» ACTIVITY
Restate all of the data precisely, omitting nothing.

Segment Start: MATERIAL FOR THIS EXERCISE

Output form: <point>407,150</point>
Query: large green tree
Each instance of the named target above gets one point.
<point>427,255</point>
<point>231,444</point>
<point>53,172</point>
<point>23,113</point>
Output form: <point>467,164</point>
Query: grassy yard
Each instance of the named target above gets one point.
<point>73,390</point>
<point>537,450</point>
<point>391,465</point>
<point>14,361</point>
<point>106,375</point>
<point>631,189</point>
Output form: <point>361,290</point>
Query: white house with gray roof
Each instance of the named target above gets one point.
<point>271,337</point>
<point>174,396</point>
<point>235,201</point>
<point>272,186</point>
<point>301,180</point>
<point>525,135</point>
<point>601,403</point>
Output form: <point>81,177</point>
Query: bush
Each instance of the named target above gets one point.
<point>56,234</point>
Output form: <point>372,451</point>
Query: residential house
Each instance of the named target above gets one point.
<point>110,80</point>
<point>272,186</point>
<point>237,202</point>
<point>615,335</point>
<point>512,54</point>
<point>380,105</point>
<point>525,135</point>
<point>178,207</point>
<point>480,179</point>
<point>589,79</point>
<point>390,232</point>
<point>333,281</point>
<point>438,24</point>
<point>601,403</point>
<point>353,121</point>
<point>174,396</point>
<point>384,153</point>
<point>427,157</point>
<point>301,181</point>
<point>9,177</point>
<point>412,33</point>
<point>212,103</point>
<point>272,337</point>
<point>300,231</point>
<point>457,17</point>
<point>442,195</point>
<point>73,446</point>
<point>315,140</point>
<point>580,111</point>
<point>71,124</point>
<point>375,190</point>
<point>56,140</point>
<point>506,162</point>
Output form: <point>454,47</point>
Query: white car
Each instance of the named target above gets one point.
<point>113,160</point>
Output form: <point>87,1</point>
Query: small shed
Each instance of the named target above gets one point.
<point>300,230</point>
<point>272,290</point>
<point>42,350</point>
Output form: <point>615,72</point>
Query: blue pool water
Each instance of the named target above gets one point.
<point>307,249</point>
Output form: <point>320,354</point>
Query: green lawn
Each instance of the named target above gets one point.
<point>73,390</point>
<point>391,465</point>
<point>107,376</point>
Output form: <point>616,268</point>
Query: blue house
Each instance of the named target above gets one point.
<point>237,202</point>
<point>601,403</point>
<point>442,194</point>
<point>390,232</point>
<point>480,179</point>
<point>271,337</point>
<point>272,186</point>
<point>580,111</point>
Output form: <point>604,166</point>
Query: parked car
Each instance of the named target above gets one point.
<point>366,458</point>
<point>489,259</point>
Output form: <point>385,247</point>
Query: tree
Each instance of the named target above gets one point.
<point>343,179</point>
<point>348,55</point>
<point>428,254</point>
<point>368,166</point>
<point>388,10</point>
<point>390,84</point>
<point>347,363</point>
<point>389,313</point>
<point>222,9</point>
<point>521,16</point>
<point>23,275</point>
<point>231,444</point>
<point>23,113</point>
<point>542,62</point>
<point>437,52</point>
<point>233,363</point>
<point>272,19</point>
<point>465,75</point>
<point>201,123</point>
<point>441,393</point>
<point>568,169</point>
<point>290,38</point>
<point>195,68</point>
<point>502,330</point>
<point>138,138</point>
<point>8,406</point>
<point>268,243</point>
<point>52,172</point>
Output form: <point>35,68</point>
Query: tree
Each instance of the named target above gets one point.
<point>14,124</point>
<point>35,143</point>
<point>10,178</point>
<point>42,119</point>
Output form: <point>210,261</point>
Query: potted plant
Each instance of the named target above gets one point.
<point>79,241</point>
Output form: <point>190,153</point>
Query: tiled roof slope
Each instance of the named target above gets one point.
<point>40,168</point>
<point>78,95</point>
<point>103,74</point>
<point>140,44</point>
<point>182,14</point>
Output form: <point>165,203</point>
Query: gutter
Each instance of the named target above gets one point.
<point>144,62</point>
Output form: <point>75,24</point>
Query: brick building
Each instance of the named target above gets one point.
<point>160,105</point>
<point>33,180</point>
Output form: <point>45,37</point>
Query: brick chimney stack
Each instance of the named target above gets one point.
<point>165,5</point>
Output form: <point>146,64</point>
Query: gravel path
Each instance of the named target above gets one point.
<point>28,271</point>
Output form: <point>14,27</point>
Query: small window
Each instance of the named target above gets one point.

Segment End: MATERIAL FOR THIS EXERCISE

» RESULT OF THE TASK
Output form: <point>407,150</point>
Query: large green tree
Each instance of the named target above gets one point.
<point>427,255</point>
<point>231,444</point>
<point>53,172</point>
<point>23,113</point>
Output form: <point>467,164</point>
Query: grassy yard
Each instance of the named target above gets one point.
<point>73,390</point>
<point>537,450</point>
<point>391,465</point>
<point>14,361</point>
<point>106,375</point>
<point>631,189</point>
Output form: <point>361,290</point>
Query: white house with gray roof
Each instance of the named target above gets one point.
<point>271,337</point>
<point>174,396</point>
<point>235,201</point>
<point>272,186</point>
<point>301,180</point>
<point>525,135</point>
<point>601,403</point>
Output form: <point>81,177</point>
Query: bush
Each instance of the named target above gets one point.
<point>56,234</point>
Output form: <point>372,451</point>
Query: residential house
Each instance of the named target above gets one point.
<point>110,80</point>
<point>272,186</point>
<point>237,202</point>
<point>615,335</point>
<point>512,54</point>
<point>380,105</point>
<point>525,135</point>
<point>178,207</point>
<point>480,179</point>
<point>589,79</point>
<point>390,232</point>
<point>333,281</point>
<point>438,24</point>
<point>601,403</point>
<point>353,121</point>
<point>174,396</point>
<point>384,153</point>
<point>427,157</point>
<point>301,181</point>
<point>9,177</point>
<point>412,33</point>
<point>212,103</point>
<point>272,337</point>
<point>300,231</point>
<point>457,17</point>
<point>442,195</point>
<point>73,446</point>
<point>315,140</point>
<point>580,111</point>
<point>71,124</point>
<point>375,190</point>
<point>56,140</point>
<point>506,162</point>
Output form: <point>454,47</point>
Query: white car
Each instance of the named target above gets one point.
<point>113,160</point>
Output form: <point>87,1</point>
Query: small shed
Each instance of the named target above gets one point.
<point>300,230</point>
<point>272,290</point>
<point>42,350</point>
Output form: <point>615,72</point>
Query: blue pool water
Each instance of the named target above gets one point.
<point>307,249</point>
Output form: <point>320,354</point>
Query: green lawn
Each instance of the named target above gets one point.
<point>73,390</point>
<point>391,465</point>
<point>107,376</point>
Output form: <point>616,268</point>
Query: blue house
Each instance of the named target above gets one point.
<point>237,202</point>
<point>601,403</point>
<point>442,194</point>
<point>390,232</point>
<point>480,179</point>
<point>271,337</point>
<point>272,186</point>
<point>580,111</point>
Output form: <point>604,166</point>
Query: parked car
Each instance of the named target above gets one point.
<point>366,458</point>
<point>489,259</point>
Output form: <point>385,247</point>
Query: tree
Each instance of the named target above gets one point.
<point>343,179</point>
<point>348,55</point>
<point>428,254</point>
<point>368,166</point>
<point>388,10</point>
<point>390,84</point>
<point>347,363</point>
<point>389,313</point>
<point>222,9</point>
<point>521,16</point>
<point>23,275</point>
<point>231,444</point>
<point>23,113</point>
<point>542,62</point>
<point>437,52</point>
<point>233,363</point>
<point>272,19</point>
<point>465,75</point>
<point>201,123</point>
<point>441,393</point>
<point>568,169</point>
<point>290,38</point>
<point>195,68</point>
<point>502,330</point>
<point>138,138</point>
<point>8,406</point>
<point>268,243</point>
<point>52,172</point>
Output form: <point>35,68</point>
Query: tree
Each instance of the named target above gets one point.
<point>14,124</point>
<point>35,143</point>
<point>10,178</point>
<point>42,119</point>
Output form: <point>210,261</point>
Query: potted plant
Each instance of the named target above gets one point.
<point>79,241</point>
Output form: <point>190,153</point>
Query: tiled roof slope
Each instance of the named target above gets one point.
<point>40,168</point>
<point>78,95</point>
<point>103,74</point>
<point>140,44</point>
<point>182,14</point>
Output form: <point>165,203</point>
Query: gutter
Each instance of the named target above gets one point.
<point>144,62</point>
Output form: <point>75,24</point>
Query: brick building
Each instance of the named target above gets one point.
<point>160,105</point>
<point>33,180</point>
Output form: <point>45,37</point>
Query: brick chimney stack
Each instance of the named target above gets one point.
<point>165,5</point>
Output form: <point>146,64</point>
Query: gravel path
Each instance of the named target above gets one point.
<point>28,271</point>
Output form: <point>14,27</point>
Query: small window
Each instance of the named target above gets one point.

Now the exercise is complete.